DIRECTIONS FOR THIS TASK:
The records below are to be reproduced word for word.

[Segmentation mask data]
● ● ●
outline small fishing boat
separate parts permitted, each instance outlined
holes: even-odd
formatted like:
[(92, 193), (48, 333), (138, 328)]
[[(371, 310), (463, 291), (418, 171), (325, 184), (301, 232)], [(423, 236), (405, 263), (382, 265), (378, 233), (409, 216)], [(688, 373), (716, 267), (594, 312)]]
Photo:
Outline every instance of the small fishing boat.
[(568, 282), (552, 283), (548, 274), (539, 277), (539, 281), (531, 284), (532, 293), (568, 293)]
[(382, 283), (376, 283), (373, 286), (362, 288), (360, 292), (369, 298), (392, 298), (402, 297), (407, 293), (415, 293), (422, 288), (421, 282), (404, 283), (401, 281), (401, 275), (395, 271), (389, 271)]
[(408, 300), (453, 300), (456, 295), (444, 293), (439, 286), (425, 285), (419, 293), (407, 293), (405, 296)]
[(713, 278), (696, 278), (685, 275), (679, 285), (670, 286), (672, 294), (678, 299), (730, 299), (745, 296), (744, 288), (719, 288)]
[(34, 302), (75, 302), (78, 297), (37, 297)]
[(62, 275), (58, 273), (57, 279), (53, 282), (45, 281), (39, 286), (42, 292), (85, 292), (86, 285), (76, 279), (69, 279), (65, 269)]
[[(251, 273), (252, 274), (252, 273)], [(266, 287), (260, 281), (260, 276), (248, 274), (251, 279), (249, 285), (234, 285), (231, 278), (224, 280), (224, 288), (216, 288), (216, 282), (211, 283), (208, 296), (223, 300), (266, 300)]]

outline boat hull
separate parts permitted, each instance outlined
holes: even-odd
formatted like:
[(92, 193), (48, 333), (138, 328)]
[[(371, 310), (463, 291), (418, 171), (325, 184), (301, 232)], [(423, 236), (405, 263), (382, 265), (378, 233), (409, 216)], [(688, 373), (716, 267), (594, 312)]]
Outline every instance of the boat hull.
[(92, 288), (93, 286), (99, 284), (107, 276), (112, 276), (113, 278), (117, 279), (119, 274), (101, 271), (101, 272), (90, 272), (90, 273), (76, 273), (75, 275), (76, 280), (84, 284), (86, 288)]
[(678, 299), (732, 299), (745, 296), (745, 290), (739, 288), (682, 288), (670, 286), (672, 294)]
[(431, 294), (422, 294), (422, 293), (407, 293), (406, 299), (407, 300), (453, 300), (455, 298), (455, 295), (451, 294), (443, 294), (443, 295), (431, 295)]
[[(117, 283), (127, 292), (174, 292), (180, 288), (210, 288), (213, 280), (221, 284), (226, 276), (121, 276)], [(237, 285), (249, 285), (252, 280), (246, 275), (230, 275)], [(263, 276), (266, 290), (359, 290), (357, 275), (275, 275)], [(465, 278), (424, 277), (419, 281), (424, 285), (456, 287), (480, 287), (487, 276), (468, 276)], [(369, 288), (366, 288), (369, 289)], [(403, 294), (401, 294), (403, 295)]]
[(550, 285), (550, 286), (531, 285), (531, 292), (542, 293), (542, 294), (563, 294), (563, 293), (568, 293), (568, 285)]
● ● ●
SOLUTION FOR THIS EXERCISE:
outline small fishing boat
separate parts permitted, each instance outlined
holes: even-odd
formatted like:
[(92, 193), (48, 333), (138, 328)]
[[(371, 310), (463, 291), (418, 171), (325, 184), (301, 232)], [(423, 236), (405, 263), (382, 265), (378, 233), (409, 216)], [(688, 373), (716, 267), (594, 312)]]
Photo:
Outline every instance of the small fishing boat.
[(568, 282), (552, 283), (548, 274), (539, 277), (539, 281), (531, 284), (532, 293), (568, 293)]
[(382, 283), (376, 283), (373, 286), (362, 288), (360, 292), (369, 298), (392, 298), (402, 297), (407, 293), (415, 293), (422, 288), (421, 282), (404, 283), (401, 281), (401, 275), (395, 271), (389, 271)]
[(408, 300), (453, 300), (456, 295), (444, 293), (439, 286), (425, 285), (419, 293), (407, 293), (405, 296)]
[(713, 278), (696, 278), (685, 275), (679, 285), (670, 286), (672, 294), (678, 299), (730, 299), (745, 296), (744, 288), (719, 288)]
[(34, 302), (75, 302), (78, 297), (37, 297)]
[(62, 275), (58, 273), (57, 279), (53, 282), (45, 281), (39, 286), (42, 292), (85, 292), (86, 285), (76, 279), (69, 279), (65, 269)]
[[(251, 273), (252, 274), (252, 273)], [(266, 287), (260, 281), (260, 276), (248, 274), (251, 279), (249, 285), (234, 285), (231, 278), (224, 280), (224, 288), (216, 288), (216, 282), (211, 283), (208, 296), (223, 300), (266, 300)]]

outline boat hull
separate parts permitted, each instance outlined
holes: even-odd
formatted like:
[(92, 193), (48, 333), (138, 328)]
[[(371, 310), (463, 291), (418, 171), (325, 184), (301, 232)], [(423, 236), (405, 263), (382, 265), (378, 233), (409, 216)], [(688, 373), (716, 267), (594, 312)]]
Outline every instance of the boat hull.
[(92, 288), (93, 286), (99, 284), (107, 276), (112, 276), (113, 278), (117, 279), (119, 274), (101, 271), (101, 272), (90, 272), (90, 273), (76, 273), (75, 275), (76, 280), (84, 284), (86, 288)]
[(678, 299), (732, 299), (745, 296), (745, 290), (739, 288), (682, 288), (670, 286), (672, 294)]
[(431, 294), (422, 294), (422, 293), (407, 293), (406, 299), (407, 300), (453, 300), (455, 298), (455, 295), (451, 294), (443, 294), (443, 295), (431, 295)]
[[(117, 283), (127, 292), (174, 292), (180, 288), (210, 288), (213, 280), (221, 284), (226, 276), (121, 276)], [(237, 285), (249, 285), (252, 280), (246, 275), (230, 275)], [(263, 276), (266, 290), (359, 290), (357, 275), (275, 275)], [(465, 278), (424, 277), (419, 281), (424, 285), (456, 287), (480, 287), (487, 276), (468, 276)], [(369, 288), (366, 288), (369, 289)], [(403, 294), (401, 294), (403, 295)]]
[(550, 285), (550, 286), (531, 285), (531, 292), (542, 293), (542, 294), (563, 294), (563, 293), (568, 293), (568, 285)]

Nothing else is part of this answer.